# Exercise objective
Everything before the line containing "Query: blue hospital h sign" stays out; print that line and all lines below it through the last, exactly.

# Information
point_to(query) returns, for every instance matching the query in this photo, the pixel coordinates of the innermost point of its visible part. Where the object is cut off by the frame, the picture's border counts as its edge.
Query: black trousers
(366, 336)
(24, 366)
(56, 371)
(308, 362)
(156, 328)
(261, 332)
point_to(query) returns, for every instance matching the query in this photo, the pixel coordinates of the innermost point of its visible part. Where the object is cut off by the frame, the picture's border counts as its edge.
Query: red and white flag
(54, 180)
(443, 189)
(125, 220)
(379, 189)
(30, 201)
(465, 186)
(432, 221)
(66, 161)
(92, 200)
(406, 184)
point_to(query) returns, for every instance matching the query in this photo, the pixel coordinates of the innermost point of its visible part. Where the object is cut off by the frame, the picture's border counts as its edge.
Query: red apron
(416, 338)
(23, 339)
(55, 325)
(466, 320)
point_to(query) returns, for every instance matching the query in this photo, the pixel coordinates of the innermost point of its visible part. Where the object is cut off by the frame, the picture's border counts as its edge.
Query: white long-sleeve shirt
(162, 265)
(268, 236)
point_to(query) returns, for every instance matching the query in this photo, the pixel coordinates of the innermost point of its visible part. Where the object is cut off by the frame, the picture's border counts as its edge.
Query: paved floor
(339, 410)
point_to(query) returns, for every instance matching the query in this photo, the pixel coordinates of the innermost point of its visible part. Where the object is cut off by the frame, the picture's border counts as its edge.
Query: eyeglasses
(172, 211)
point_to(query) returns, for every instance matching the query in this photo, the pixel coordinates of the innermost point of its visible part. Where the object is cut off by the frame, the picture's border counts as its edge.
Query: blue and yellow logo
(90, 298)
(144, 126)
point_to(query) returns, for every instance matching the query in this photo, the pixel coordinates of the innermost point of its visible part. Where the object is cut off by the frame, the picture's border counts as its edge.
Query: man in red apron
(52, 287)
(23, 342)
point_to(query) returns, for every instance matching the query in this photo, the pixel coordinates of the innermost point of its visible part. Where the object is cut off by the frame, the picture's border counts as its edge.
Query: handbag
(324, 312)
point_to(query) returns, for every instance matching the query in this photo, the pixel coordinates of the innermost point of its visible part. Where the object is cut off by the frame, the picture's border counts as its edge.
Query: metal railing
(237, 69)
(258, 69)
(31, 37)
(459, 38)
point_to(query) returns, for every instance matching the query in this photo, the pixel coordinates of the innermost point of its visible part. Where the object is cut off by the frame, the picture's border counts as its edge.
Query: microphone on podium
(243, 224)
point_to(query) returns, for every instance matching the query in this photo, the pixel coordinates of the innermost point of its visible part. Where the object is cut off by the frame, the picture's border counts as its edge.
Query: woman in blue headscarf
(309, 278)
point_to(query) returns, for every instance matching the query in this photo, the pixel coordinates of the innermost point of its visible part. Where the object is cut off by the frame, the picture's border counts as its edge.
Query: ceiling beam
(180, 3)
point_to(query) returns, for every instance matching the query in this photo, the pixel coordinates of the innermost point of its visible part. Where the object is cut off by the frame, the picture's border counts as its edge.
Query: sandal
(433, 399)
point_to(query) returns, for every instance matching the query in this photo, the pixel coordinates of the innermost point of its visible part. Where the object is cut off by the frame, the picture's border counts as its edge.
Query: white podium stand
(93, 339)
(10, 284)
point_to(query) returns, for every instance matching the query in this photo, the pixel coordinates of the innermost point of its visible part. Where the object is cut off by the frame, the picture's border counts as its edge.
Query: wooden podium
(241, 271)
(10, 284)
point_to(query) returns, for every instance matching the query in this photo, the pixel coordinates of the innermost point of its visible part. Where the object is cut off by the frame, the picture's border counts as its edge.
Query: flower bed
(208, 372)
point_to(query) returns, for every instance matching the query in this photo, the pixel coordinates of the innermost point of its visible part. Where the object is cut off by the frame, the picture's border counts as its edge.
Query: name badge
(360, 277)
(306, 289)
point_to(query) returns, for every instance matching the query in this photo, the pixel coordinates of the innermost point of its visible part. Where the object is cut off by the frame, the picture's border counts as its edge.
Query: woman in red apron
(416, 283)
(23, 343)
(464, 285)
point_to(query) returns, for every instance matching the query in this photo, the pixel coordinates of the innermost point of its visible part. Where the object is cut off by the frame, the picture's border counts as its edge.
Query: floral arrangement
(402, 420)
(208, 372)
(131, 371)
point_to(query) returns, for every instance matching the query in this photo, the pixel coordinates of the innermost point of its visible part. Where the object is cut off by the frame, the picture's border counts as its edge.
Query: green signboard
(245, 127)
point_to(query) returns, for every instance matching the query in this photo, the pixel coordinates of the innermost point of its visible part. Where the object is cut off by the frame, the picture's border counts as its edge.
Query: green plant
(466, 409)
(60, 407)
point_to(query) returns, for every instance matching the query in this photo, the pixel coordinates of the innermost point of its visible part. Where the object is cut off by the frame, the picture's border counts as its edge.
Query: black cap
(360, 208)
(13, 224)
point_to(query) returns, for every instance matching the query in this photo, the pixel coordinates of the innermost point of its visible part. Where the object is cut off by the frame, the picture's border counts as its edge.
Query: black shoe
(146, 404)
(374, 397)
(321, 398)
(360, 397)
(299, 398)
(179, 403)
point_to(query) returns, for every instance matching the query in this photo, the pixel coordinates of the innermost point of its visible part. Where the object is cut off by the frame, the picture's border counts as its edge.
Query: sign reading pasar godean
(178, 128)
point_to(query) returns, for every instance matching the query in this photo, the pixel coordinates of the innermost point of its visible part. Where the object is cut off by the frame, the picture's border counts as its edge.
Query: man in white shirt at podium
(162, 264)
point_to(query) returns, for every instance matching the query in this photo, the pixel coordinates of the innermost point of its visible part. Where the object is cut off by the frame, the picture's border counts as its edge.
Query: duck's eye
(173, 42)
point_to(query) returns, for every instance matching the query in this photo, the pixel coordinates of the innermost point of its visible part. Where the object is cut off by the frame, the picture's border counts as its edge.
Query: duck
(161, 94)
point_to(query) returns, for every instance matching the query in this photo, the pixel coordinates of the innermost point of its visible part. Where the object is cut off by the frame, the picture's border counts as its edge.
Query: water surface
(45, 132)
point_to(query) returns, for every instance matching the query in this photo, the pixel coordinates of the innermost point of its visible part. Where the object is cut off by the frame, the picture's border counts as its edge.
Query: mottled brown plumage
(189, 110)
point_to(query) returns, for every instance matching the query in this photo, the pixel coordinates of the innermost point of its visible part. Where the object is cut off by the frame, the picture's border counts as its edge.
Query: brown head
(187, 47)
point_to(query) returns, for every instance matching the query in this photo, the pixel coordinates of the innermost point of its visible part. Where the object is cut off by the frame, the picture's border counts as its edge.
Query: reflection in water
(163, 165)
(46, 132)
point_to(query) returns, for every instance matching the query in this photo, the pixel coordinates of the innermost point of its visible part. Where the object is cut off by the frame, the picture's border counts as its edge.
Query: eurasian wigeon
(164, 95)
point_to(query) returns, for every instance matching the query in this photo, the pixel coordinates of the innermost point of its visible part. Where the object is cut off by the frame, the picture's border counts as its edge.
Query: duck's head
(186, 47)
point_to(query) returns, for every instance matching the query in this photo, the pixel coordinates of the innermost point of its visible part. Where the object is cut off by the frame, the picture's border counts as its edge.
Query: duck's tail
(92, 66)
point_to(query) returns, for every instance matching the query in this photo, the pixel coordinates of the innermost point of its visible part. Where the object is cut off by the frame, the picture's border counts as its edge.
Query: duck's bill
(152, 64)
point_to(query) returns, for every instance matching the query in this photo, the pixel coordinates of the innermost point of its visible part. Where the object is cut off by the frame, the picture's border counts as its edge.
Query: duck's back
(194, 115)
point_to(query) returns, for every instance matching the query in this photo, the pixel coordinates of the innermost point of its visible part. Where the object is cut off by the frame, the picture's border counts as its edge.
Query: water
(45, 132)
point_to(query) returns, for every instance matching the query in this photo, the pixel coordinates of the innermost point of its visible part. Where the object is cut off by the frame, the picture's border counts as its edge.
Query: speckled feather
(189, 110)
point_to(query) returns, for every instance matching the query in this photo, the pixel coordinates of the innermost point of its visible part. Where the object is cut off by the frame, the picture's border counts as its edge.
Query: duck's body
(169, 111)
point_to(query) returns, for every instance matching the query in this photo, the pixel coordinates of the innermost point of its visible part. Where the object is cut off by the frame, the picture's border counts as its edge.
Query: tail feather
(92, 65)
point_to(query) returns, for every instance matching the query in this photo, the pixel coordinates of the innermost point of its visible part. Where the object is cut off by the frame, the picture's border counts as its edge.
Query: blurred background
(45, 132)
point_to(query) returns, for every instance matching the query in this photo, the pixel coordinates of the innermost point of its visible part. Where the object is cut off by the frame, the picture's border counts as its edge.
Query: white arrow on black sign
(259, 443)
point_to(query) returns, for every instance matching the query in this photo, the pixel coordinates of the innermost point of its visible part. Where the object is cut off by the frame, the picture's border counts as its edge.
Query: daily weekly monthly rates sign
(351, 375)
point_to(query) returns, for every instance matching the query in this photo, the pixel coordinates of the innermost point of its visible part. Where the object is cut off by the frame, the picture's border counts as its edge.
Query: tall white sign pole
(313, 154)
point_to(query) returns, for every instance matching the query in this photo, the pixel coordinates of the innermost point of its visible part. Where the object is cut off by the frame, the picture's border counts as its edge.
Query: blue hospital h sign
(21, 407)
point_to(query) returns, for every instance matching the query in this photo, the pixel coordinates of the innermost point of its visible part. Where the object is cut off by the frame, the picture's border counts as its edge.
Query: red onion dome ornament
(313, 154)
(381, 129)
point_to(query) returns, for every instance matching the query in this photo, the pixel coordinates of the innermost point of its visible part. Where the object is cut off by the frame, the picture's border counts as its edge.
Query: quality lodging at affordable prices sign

# Finished task
Query: blue hospital h sign
(21, 407)
point_to(query) returns, for every instance matching the query in this photo, the pixel coordinates of the innermost point of its visible part. Where the object is cut off by the frame, the picture's border counts as its edge.
Query: red onion dome ornament
(313, 154)
(381, 129)
point_to(query) returns, for every instance matching the query in this photo, the pixel coordinates of the innermost point of its visible part. Where the object is cut off by the frame, the picture's border counts as its edge.
Query: quality lodging at affordable prices sign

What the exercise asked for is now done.